Using the passage on intra-menstrual coitus and HIV, decide whether each statement below agrees with it, answering yes or no and quoting the words that decide it. (a) Intra-menstrual coitus was reported by about half of the study sample. (b) The study in the Dominican Republic linked intra-menstrual coitus to a four-times increased risk of being HIV positive. (c) A daily diary was used to reduce recall bias.
Top of SUPPLIED PASSAGE
Whilst no statistically significant associations with potential risk factors were found, the odds of HIV acquisition was increased with the occurrence of intra-menstrual coitus and reduced with longer duration of menstruation. Intra-menstrual coitus occurred in 49% of our study sample, indicating that this practice is common in our population. This is higher than found in another South African study that reported a lifetime incidence amongst 531 women of coitus during genital bleeding (80% of which was menstrual) of 26% [16]. Women in this study who reported the latter were over four times more likely to have been diagnosed with a sexually transmitted infection (STI) including HIV [16]. Similarly, a North American study reported an incidence of intra-menstrual coitus of around 26% among 1586 women, finding a “strong statistical association” of intra-menstrual coitus and self-reported STI history, and suggesting that this practice might emerge as a risk factor for heterosexual transmission of HIV [17]. Another study of HIV risk factors among women in the Dominican Republic reported that engaging in intra-menstrual coitus was associated with a three-times increased risk (OR 3.2) of being HIV positive [18]. In addition, other studies have linked sexual exposure during menstruation with an increased risk of gonococcal infection [21, 22].

Our finding of a tendency to a negative association between menstruation and HIV acquisition suggests that menstruation might be a protective factor for HIV acquisition, probably because women are less likely to engage in sexual intercourse during their menstrual periods and therefore have less sexual intercourse overall compared with women who do engage in intra-menstrual coitus. Women (and men) may intuitively feel more exposed to the risk of STI acquisition during menstruation and may prefer to avoid intra-menstrual coitus. In addition, decision-making about condom use during menses may be influenced by the desire to avert acquisition or transmission of STIs [23]. Reduced coitus and increased condom use during menses could also be related to an aversion to blood contamination, or for cultural or religious taboos; [24, 25] avoidance of intra-menstrual coitus is common to the teachings of all major religions [26].

The United Kingdom’s National Health Service advises using a condom for sex during menstruation to prevent HIV and other STIs [27]. However, more needs to be done globally to convey the importance of dual protection, especially during menstruation, and particularly where HIV and other STI rates are extremely high, as in our setting.

This ancillary daily diary study has several strengths: it was conducted alongside a rigorous RCT in which participants had been randomly assigned to contraceptive methods, therefore selection bias is unlikely to be responsible for behavioral differences. There were similar numbers of participants in each intervention group with similar baseline characteristics to the study center cohort; therefore, bias due to selective participation is unlikely. In addition, recall bias was minimized through the use of a daily symptom and behavior diary.

However, it also has several limitations. We correlated HIV acquisition during the course of the ECHO trial with a daily diary commenced and completed during the second month after enrolment; a subsequent follow-up diary would have been preferable to confirm these findings. In addition, the lack of significance in the findings on intra-menstrual coitus may have been due to the small sample size.

Conclusions

These findings support the hypothesis that oligo-amenorrhoea and the associated reduced intra-menstrual coitus may mitigate the potential for an increased biological risk of HIV acquisition with DMPA-IM. In addition, this study adds to the small body of evidence that suggests there may be an increased risk of HIV infection with intra-menstrual coitus. Education about the potential increased risk of acquiring HIV by engaging in coitus during menstruation should be considered, with condom use stressed as critical during this phase of the menstrual cycle in particular. More research into risk factors for HIV acquisition among contraceptive users is needed.
Bottom of SUPPLIED PASSAGE
Top of INFORMATION SHOWN
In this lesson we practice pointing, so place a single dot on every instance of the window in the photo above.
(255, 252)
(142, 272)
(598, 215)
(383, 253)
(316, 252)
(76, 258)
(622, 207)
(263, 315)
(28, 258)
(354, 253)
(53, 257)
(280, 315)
Bottom of INFORMATION SHOWN
### REPLY
(a) Yes: "Intra-menstrual coitus occurred in 49% of our study sample"
(b) No: "engaging in intra-menstrual coitus was associated with a three-times increased risk (OR 3.2) of being HIV positive"
(c) Yes: "recall bias was minimized through the use of a daily symptom and behavior diary"